Work instructions:
Line by line, copy the listing below exactly.

Input for this task:
=-=-=

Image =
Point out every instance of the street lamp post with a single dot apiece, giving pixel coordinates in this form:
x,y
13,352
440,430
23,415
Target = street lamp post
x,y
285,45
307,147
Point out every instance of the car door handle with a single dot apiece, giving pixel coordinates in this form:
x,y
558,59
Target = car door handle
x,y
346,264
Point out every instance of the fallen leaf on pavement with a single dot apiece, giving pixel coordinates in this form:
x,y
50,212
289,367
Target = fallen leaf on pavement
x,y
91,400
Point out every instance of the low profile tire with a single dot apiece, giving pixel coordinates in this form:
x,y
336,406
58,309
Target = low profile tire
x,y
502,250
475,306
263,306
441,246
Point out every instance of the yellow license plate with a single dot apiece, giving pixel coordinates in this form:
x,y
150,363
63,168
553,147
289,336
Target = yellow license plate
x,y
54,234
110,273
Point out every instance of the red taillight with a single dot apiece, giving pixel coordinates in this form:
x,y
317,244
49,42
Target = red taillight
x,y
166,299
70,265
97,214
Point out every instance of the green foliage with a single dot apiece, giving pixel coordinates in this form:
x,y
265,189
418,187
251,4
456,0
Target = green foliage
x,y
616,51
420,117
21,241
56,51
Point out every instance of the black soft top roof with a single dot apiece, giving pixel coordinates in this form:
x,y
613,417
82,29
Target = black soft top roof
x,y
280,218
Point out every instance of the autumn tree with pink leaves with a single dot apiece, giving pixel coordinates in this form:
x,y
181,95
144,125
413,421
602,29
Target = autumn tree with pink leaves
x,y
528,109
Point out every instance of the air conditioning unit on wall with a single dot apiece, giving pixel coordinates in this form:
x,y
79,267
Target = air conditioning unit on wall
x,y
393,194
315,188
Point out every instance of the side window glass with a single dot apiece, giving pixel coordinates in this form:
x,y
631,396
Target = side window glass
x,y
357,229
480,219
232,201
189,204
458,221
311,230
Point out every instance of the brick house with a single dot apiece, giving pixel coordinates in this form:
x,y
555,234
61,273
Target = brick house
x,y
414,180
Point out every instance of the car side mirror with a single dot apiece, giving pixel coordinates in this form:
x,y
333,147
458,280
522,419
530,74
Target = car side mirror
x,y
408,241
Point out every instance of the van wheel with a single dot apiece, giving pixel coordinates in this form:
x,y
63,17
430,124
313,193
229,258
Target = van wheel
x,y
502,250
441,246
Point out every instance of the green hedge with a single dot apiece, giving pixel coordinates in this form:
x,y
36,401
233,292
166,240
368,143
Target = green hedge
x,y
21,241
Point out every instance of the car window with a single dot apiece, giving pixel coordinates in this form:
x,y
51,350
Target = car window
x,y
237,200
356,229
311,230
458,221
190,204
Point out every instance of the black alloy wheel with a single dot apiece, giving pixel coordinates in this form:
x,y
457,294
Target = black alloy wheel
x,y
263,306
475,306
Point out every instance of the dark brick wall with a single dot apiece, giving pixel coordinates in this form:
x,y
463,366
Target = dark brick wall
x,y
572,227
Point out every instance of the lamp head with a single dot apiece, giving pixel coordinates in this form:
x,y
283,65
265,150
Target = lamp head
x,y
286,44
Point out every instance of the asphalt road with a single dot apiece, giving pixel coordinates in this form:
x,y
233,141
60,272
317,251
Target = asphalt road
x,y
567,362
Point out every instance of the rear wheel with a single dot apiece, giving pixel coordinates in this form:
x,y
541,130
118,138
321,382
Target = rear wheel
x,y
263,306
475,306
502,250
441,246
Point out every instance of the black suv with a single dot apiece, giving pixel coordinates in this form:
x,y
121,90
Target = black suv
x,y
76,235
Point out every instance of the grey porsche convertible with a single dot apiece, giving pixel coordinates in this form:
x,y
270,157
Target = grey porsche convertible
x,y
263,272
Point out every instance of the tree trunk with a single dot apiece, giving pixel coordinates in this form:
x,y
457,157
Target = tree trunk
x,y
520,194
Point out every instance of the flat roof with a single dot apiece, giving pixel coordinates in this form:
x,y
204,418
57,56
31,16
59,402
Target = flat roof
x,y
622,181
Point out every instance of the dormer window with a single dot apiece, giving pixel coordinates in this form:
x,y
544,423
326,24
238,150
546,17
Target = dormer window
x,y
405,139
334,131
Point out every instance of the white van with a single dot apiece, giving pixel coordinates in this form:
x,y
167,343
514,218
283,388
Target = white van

=-=-=

Response box:
Image =
Point out every instance of the street lamp post with a single dot apiece, giving pixel coordinates in this form:
x,y
13,352
440,430
23,415
Target = street lamp post
x,y
285,45
307,147
Point out every instance of the car door handle with a single dot apiece, giving pixel coordinates in this form:
x,y
558,59
Target = car door handle
x,y
346,264
Point out every instance of the fallen leaf on pavement with a single dot apiece, giving pixel coordinates in this form:
x,y
50,212
289,367
Target = fallen leaf on pavement
x,y
91,400
Point out every instance of the low profile tire with a single dot apiece, giving pixel coordinates in this form:
x,y
336,406
58,309
Target = low profile tire
x,y
502,250
475,306
263,306
441,246
Point out every instance of the yellow license plate with a single dot apiece, giving pixel coordinates in this form:
x,y
150,363
63,168
553,147
289,336
Target = yellow license plate
x,y
54,234
110,273
Point out every instance of the red taillight with a single dot apiece, giving pixel coordinates in this form:
x,y
317,244
49,42
Target = red taillight
x,y
166,299
70,265
97,214
Point out every instance of the green foliage with a single dot apiece, giving pixel coordinates in this form:
x,y
265,189
418,187
251,4
456,0
Target = green foliage
x,y
616,51
420,117
21,241
56,51
Point out every instance of the black soft top roof with a single dot apiece, giving pixel coordinates in this form:
x,y
613,417
82,29
Target = black soft top roof
x,y
280,218
Point out every instance of the autumn tree with pink leaves with a single dot apiece, giving pixel coordinates in this form:
x,y
181,95
144,125
413,421
602,29
Target = autumn tree with pink leaves
x,y
528,109
Point out every instance of the air conditioning unit on wall with a single dot apiece, giving pixel coordinates in this form:
x,y
79,267
Target = air conditioning unit on wall
x,y
393,194
315,188
Point out every instance of the side window glass with a single dot apiece, giving pixel coordinates in this form:
x,y
631,396
Target = side window glass
x,y
357,229
480,219
232,201
189,204
458,221
311,230
Point out every instance of the brick house with a single dot apiece, giving pixel coordinates in this form:
x,y
555,234
61,273
Target = brick house
x,y
414,180
Point out every instance of the car side mirror with a single dot apiece, giving pixel coordinates in this form:
x,y
333,147
458,280
522,419
530,74
Target = car side mirror
x,y
408,241
Point out every instance of the van wheel with a single dot apiece, giving pixel coordinates in this form:
x,y
63,17
430,124
313,193
229,258
Target = van wheel
x,y
502,250
441,246
Point out every instance of the green hedge with a single dot apiece, giving pixel coordinates in this form:
x,y
36,401
233,292
166,240
368,143
Target = green hedge
x,y
21,241
Point out every instance of the car window with a single dot apiece, giving pixel coordinates in this form:
x,y
51,350
Target = car window
x,y
237,200
356,229
311,230
458,221
190,204
Point out every instance of the black alloy wheel with a single dot apiece, giving pixel coordinates in this form:
x,y
457,294
Target = black alloy wheel
x,y
263,306
475,306
Point out every instance of the dark brick wall with a single dot apiece, giving pixel coordinates in this form:
x,y
463,366
Target = dark brick wall
x,y
572,227
Point out every instance of the lamp head with a single dot apiece, giving pixel coordinates in this form:
x,y
283,65
265,150
Target = lamp head
x,y
286,44
Point out every instance of the asphalt road with a single dot apiece, giving pixel coordinates in this form:
x,y
233,141
60,272
317,251
Target = asphalt road
x,y
567,362
Point out every instance of the rear wheel with a single dot apiece, giving pixel coordinates in this form:
x,y
541,130
118,138
321,382
Target = rear wheel
x,y
263,306
475,306
502,250
441,246
Point out every instance of the black suv with a single dot apiece, giving pixel coordinates in this form:
x,y
121,90
Target = black suv
x,y
76,235
Point out every instance of the grey porsche convertible with a single dot apiece, giving pixel coordinates in this form:
x,y
270,157
Target = grey porsche convertible
x,y
263,272
Point out every instance of the tree trunk with a single dot apiece, giving pixel coordinates in this form:
x,y
457,157
Target = tree trunk
x,y
520,194
Point out every instance of the flat roof with a single dot apiece, giving pixel coordinates in this form:
x,y
204,418
57,56
31,16
59,402
Target = flat roof
x,y
622,181
Point out every instance of the dormer window with a single dot apiece, giving pixel coordinates in this form:
x,y
544,423
326,24
238,150
546,17
Target = dormer window
x,y
405,139
334,131
Point out every instance of the white van with a single dot apiece, giving pixel coordinates in this form:
x,y
167,343
514,218
283,388
Target = white van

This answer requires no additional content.